Given entries –
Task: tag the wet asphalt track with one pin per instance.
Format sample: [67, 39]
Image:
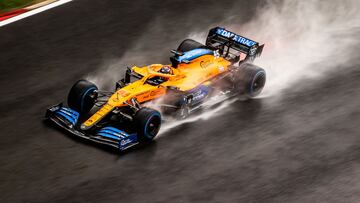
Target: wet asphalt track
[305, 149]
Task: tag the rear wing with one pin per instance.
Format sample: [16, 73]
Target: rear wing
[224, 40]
---
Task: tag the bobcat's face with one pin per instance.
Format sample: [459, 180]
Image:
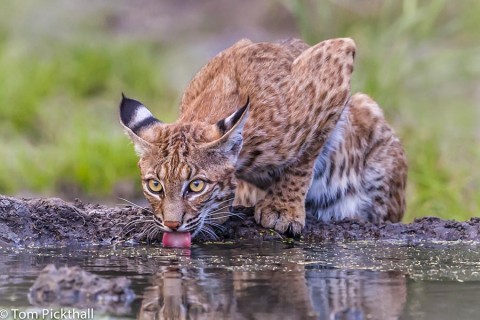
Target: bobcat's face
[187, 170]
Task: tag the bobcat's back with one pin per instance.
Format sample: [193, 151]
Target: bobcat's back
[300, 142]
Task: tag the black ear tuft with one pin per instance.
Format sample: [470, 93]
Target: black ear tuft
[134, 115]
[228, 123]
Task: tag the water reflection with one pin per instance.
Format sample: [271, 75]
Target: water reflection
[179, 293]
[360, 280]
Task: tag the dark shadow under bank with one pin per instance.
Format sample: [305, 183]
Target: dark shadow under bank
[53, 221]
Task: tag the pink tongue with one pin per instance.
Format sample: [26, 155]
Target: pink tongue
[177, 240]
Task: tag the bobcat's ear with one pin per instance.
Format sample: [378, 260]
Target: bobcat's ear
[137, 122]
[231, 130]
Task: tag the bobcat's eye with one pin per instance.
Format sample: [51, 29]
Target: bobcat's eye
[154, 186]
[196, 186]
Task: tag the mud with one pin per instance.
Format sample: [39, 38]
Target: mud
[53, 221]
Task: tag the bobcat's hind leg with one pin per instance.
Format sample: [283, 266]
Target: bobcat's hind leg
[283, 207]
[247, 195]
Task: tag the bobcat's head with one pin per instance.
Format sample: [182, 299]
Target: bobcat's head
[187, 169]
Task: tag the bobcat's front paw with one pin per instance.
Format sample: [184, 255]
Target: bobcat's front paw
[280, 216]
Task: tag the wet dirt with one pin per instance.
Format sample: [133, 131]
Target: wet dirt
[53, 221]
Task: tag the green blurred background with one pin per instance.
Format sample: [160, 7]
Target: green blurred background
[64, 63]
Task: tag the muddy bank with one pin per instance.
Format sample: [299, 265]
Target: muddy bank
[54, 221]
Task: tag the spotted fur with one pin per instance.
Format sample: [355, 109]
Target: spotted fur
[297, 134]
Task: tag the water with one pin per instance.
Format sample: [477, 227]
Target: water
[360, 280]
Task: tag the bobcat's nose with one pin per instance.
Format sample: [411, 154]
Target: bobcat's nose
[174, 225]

What to work on – The range runs from the line above containing "Format sample: [51, 29]" to the line containing "Format sample: [182, 299]", inclusive. Restate those lines word for word and no others.

Result of this task –
Format sample: [51, 29]
Target: bobcat's eye
[154, 186]
[196, 186]
Task: tag the mud with one pin per instance.
Format sample: [39, 38]
Target: mud
[53, 221]
Task: tag the bobcat's hind leg with one pin per instance.
Format sample: [283, 266]
Target: bobcat's hind leg
[283, 207]
[247, 195]
Task: tag the bobcat's head with one pin per instance.
Format sample: [182, 299]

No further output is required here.